Similar methodology of targeting transpires within the Native community; bearing outrageous statistical evidence of removal from natural families. In the realm of Child Welfare, a predetermination of failure in the role of parenting exists towards single parents, those who have grown up in the System now having children of their own; grandparents raising their children's children, low-income families and persons with limited access to education. What seems sadly obvious is the fact that Social Welfare is meant to bolster families in crisis, not further berate and destroy. Siblings are torn apart, mothers separated in hospital from newborns, fathers distanced from offspring, and children are left to bear the disservice growing up with loss of identity in both culture and sense of belonging. Abuse within the System is well-established by studies and understandably leads to angry young adults without the skills or fundamentals to function effectively in Society.
What became blatantly obvious to those of us discussing Policy with Authorities, is the fact that well-written outlines exclude Penalty for negligence. No where in Legislation is there written deterrent for employees who fail duty; which can and has culminated in loss of lives. The key element is non-existence of Legislation sanctioning breach of practice. If we are to deter poor outcome stemming from negligence of duty, consequences must follow. Compliance of Law must be adhered to by individuals beyond the public sector and be inclusive of employees of the Ministry.
A great number of individuals, including those in positions of Authority, are largely unaware – some, simply unwilling to listen – of deficits and make a conscientious effort to avert oppressive and dangerous practice. We have become numb as a society to tragedies. We keep trying to over-correct instead of returning to core values which involve honour of Family-Centred Care Practice. A concept which is not only ethically correct, but financially viable.
Samantha’s Law creates distinction between loving families of children with disabilities from individuals who require services under the Child Intervention Model. Previous archaic stance found children with developmental delay and medical needs, like my daughter, Samantha, referred to Child & Youth Services where they were directed into foster care, much like institutional care. Families must not be forced to relinquish custody, nor out of home placement, in effort to gain access to government funding for required medical supports and services.
SAMANTHA'S LAW: Amendment to the Alberta FSCD (Family Support for Children with Disabilities) Act was made retroactive to December 2006 stems from Samantha Martin's passing on December 3, 2006 and is defined in Section 2-3, Manual Amendments: Policy and Procedures in Family Centred Supports and Services


My story is but one of countless that needs to be told in order to prevent repeat, to educate and develop a broader sense of who is served by Child & Youth Services.

What this exercise asks
(1) In the passage on Samantha's Law, to what date was the amendment to the Alberta FSCD Act made retroactive?
(2) Reproduce everything in the passage on Samantha's Law from "SAMANTHA'S LAW: Amendment" down to "Child & Youth Services.".

Records shown
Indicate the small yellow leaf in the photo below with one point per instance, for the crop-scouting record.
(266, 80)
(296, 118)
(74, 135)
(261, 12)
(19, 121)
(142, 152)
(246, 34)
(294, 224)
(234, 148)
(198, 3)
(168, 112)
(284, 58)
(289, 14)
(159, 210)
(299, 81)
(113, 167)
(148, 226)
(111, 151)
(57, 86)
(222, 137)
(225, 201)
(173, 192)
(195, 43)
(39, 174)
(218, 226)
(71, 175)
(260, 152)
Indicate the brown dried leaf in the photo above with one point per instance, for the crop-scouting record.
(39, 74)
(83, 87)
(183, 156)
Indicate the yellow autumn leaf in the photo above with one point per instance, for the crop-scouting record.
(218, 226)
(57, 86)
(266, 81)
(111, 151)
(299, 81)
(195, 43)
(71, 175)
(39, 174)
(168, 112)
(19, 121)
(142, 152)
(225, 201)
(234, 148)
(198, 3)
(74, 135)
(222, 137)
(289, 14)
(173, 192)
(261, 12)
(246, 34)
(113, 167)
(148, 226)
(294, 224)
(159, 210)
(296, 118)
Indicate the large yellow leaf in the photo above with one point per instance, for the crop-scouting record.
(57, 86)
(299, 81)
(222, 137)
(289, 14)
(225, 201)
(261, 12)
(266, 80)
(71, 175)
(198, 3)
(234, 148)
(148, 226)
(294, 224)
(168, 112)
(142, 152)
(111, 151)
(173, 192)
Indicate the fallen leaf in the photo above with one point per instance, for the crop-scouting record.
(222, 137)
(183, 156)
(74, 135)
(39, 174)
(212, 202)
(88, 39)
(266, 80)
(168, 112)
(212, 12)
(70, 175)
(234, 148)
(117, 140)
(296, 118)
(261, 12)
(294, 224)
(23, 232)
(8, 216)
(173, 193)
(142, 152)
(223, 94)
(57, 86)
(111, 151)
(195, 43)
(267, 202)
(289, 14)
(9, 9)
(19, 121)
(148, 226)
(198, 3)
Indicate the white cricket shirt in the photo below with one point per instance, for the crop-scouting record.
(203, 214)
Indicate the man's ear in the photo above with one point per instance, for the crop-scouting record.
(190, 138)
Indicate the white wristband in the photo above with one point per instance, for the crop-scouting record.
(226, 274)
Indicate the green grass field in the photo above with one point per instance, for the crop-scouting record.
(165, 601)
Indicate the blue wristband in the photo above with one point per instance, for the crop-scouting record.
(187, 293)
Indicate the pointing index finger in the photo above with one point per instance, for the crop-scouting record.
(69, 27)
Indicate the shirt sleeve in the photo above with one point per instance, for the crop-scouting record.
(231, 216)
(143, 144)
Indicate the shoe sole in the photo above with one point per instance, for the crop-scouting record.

Responses
(1) December 2006

(2)
SAMANTHA'S LAW: Amendment to the Alberta FSCD (Family Support for Children with Disabilities) Act was made retroactive to December 2006 stems from Samantha Martin's passing on December 3, 2006 and is defined in Section 2-3, Manual Amendments: Policy and Procedures in Family Centred Supports and Services


My story is but one of countless that needs to be told in order to prevent repeat, to educate and develop a broader sense of who is served by Child & Youth Services.